DOCUMENT EXCERPT
....

Turning to melancholy music to cope is a healthy part of the healing process and those looking to come to terms with a negative experience are more likely to find solace in music they themselves define as sad. People are prone to choosing sad music “to accept aversive situations,” according to results of a study Van den Tol published early last year.
“What our research shows is that when people are currently experiencing particularly stressful or sad life circumstances, that listening to sad music can help them experience a sense of acceptance, which is the propensity to accept the reality of the situation and to move on in a psychologically healthy way [as opposed to rumination or denial],” Van den Tol says.
Eerola echoes that sentiment: “That’s what [sad music] is used for. We don’t really want to dwell on our normal life, but we want to be transported into something else.”
But when emotionalism and nostalgia become too much, some of us prefer to eschew music altogether.
A big part of Emily Amick’s two-year relationship with her now ex-boyfriend was the shared experience of listening music together on vinyl. Their dissolution was messy and soon she found herself listening to the records they enjoyed together, like the “wistful” Bob Dylan, almost to agonize over her heartbreak.
“I had no control over my emotions, so the worst thing I could do was try and make myself even sadder,” she says. “There were definitely times when I was self-indulgent with my misery.”
“That’s what [sad music] is used for. We don’t really want to dwell on our normal life, but we want to be transported into something else.”
It took Amick making a concerted effort to heal for her to break away from her old habits and to stop listening to music altogether. Instead, on her commutes she’d listen to podcasts like The Cracked Podcast and Savage Lovecast. It was a more cerebral experience that gave her the space she needed to cope. She cut out music for almost one year.

....

Point-per-instance localization records
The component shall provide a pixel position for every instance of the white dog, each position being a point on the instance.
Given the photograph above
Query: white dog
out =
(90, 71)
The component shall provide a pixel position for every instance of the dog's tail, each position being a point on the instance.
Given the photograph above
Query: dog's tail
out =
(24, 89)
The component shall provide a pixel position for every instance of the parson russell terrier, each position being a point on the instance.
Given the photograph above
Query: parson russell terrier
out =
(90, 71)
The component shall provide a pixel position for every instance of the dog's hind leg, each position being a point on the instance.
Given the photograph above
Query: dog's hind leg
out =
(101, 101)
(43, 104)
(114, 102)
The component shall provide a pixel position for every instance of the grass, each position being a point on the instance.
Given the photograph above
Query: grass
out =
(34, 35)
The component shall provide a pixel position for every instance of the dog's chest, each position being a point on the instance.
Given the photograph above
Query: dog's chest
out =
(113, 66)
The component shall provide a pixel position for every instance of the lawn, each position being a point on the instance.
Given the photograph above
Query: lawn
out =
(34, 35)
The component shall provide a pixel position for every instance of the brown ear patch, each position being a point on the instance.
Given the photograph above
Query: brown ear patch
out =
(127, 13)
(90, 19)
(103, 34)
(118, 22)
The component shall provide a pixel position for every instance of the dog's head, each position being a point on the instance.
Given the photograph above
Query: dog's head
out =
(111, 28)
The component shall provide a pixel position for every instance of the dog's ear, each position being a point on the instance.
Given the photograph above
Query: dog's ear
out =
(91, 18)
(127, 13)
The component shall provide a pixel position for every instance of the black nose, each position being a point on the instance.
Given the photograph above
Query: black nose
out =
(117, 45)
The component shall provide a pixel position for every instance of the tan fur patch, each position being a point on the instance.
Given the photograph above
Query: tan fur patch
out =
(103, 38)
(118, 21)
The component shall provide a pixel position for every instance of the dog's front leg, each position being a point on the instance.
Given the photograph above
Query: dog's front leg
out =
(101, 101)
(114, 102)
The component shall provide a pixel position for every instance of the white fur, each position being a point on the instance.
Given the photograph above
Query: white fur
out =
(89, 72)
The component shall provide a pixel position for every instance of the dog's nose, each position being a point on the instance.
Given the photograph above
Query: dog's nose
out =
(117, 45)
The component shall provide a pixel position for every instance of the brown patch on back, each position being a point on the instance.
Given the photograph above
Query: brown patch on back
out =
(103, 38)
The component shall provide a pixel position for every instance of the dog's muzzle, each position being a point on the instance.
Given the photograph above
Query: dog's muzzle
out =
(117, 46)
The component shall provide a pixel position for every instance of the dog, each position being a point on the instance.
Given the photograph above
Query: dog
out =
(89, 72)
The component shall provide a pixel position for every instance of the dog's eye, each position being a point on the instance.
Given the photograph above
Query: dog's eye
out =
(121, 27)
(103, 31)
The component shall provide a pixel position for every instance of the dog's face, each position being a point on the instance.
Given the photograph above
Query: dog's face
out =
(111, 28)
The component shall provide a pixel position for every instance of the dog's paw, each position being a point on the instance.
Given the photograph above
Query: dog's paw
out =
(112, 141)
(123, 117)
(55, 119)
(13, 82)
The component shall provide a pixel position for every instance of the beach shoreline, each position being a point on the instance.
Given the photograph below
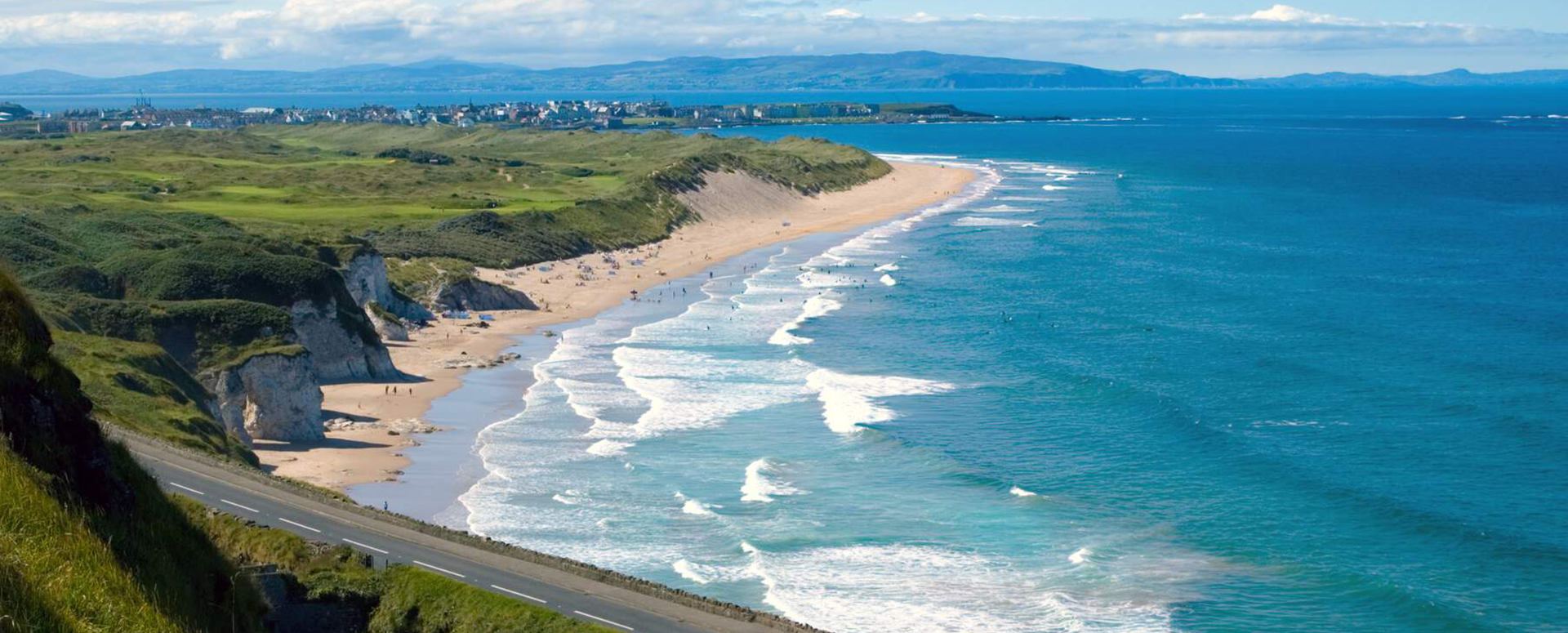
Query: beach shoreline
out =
(739, 215)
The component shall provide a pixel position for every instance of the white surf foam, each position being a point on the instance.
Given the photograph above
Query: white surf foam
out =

....

DIRECTIONS
a: In the excerpt on sad music and heartbreak, what did Emily Amick listen to on her commutes once she stopped listening to music?
b: Write the next part of the excerpt on sad music and heartbreak, starting after its last sentence.
The records have no connection to the text.

ANSWERS TO THE EXERCISES
a: She listened to podcasts such as The Cracked Podcast and Savage Lovecast.

b:
Quitting music after a scarring experience isn’t a rare phenomenon, according to Van den Tol. “I have encountered people that said they have felt addicted to sad music and that actively had to avoid this music as they thought it did not benefit their mental health.”
Others, like Natalie Vavricka, who have music tied to memories of a relationship, use music listening more intensely for catharsis. Following her first major breakup, Vavricka compiled all the songs that defined their relationship and loaded them a playlist and went for a 20-mile run. She wept the entire time. After she was finished, she felt unburdened by the weight the songs had once carried.
“I forced myself to listen to every song so I could move on with my life and not have a negative reaction when I heard this beautiful music again,” she says. “I’m not going to get over this guy and I’m gonna be in the gap and hear a Radiohead song and cry because I never got over it. I just ripped the bandaid.”
Though she’s now happily married, Vavricka, who is also a pianist, says she still loves listening to sad music.
Experiencing sentimental music in this way can broaden our emotional landscape and make us more vulnerable, Aigen says. By craving different experiences, both realized and not, listeners can grow deeper into psychological maturation, which can help aid self-realization.
“Some people say that music can help us feel things we haven’t felt before and open up our emotional lives,” he continues. “Even if those emotions are painful, there’s something gratifying to having a more varied and rich emotional life. It helps us mature and develop emotionally.”
So maybe all those emo kids in high school were right after all. The ability to cope with difficult situations and a keen empathetic understanding lay at the root of the human desire to gain meaning from sad music. And for Boucher, it isn’t a one-way experience.
“If you can talk about how you feel, all that matters is you’re being real with yourself and the people who take something away from what you do.”